• Your assignment
Quote the passage of the text on the sherd installation that opens with the words containing "By assembling the" and closes with "of the object?".

• Study text
FOCUSSING AND CREATING – „CENTRES” 2019
An installation with sherds collected by an archaeologist in Iran during the 1960ies.
By assembling the historical fragments into an installation, the archaeological material is lifted from the past and from its museum setting. Free from any scholarly processing, the fragments are placed into the perspective of a modern, occidental understanding of art.
Jörg Ahrnt (*1965) has been travelling to Iran for decades, fascinated by its long and multifaceted artistic tradition. He is in regular contact with the active contemporary art scene. But his approach and curiosity go even further. The artistic legacy and the history of research has caught his interest ever since. What was and what still is the meaning of searching for material from the past? What does a modern and rational perspective mean for the assessment, regard and value date of the object?
Sherds are both pieces of art and information carriers at the same time. In past cultures, pottery was mainly used for tableware. Dishes, bowls, jugs, pots and the like were produced in masses as they were in daily use, broke frequently and had to be replaced. For this reason, these remains of daily use are found in any archaeological context – even on the surface of historical sites and unexplored rural areas.
Clay is a primeval substance that man has made use of for thousands of years. To produce pottery objects, one needs the four classical elements earth, water, fire and air. According to the ancient Greek doctrine of the Four Elements, these substances are the basic essences of all matter. Both the Book of Genesis and the Koran tell us how God created Adam from clay. It is the substance that man soon utilized, learned to blend into the right ratio and process it under specific conditions to let his creativity take its course.
And the Lord God formed man of the dust of the ground, and breathed into his nostrils the breath of life; and man became a living soul (Genesis 2:7)

• Supplied information
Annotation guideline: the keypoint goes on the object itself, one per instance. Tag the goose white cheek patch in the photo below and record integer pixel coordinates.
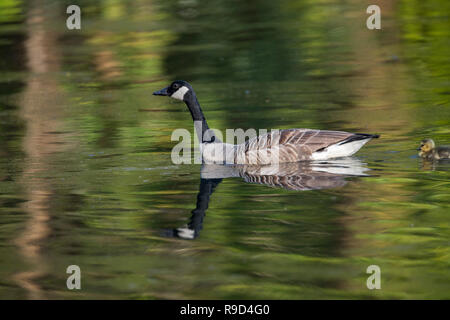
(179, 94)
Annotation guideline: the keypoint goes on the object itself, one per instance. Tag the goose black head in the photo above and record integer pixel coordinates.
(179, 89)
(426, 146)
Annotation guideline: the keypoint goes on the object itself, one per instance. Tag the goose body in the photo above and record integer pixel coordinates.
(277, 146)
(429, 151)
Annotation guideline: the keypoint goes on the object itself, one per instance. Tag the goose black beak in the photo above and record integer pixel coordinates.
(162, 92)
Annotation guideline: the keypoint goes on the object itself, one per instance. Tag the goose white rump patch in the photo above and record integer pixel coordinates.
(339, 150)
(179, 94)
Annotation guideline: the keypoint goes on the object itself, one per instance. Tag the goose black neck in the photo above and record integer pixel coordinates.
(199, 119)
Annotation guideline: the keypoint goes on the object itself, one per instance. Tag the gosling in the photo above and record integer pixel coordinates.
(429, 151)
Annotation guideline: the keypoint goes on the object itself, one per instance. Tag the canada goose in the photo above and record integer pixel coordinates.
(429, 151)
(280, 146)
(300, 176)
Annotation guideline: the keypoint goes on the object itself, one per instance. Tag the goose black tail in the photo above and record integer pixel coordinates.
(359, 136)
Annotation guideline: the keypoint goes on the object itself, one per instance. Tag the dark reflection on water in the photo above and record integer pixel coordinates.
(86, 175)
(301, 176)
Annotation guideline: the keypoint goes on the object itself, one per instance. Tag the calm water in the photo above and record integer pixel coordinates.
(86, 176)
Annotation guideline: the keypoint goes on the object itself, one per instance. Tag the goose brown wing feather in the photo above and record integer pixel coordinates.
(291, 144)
--
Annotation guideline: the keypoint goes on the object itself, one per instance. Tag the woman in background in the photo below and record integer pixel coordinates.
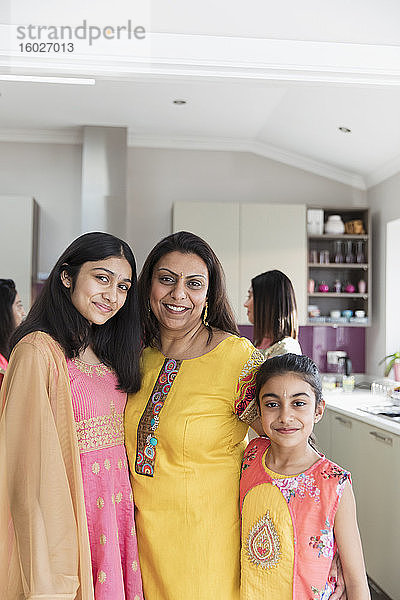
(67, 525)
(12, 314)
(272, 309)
==
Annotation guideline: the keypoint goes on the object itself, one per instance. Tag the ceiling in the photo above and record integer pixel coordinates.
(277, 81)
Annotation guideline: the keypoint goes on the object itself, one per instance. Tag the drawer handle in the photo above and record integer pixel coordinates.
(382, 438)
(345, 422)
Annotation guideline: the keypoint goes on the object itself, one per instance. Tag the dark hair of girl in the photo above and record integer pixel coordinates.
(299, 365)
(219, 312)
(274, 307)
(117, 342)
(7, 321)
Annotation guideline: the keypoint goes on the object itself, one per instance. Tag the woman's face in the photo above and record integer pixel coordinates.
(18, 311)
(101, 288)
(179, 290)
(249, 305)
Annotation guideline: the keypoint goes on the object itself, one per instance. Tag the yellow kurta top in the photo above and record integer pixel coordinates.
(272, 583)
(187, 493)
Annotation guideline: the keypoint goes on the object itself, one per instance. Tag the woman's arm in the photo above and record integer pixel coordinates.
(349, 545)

• Solution
By assembling the historical fragments into an installation, the archaeological material is lifted from the past and from its museum setting. Free from any scholarly processing, the fragments are placed into the perspective of a modern, occidental understanding of art.
Jörg Ahrnt (*1965) has been travelling to Iran for decades, fascinated by its long and multifaceted artistic tradition. He is in regular contact with the active contemporary art scene. But his approach and curiosity go even further. The artistic legacy and the history of research has caught his interest ever since. What was and what still is the meaning of searching for material from the past? What does a modern and rational perspective mean for the assessment, regard and value date of the object?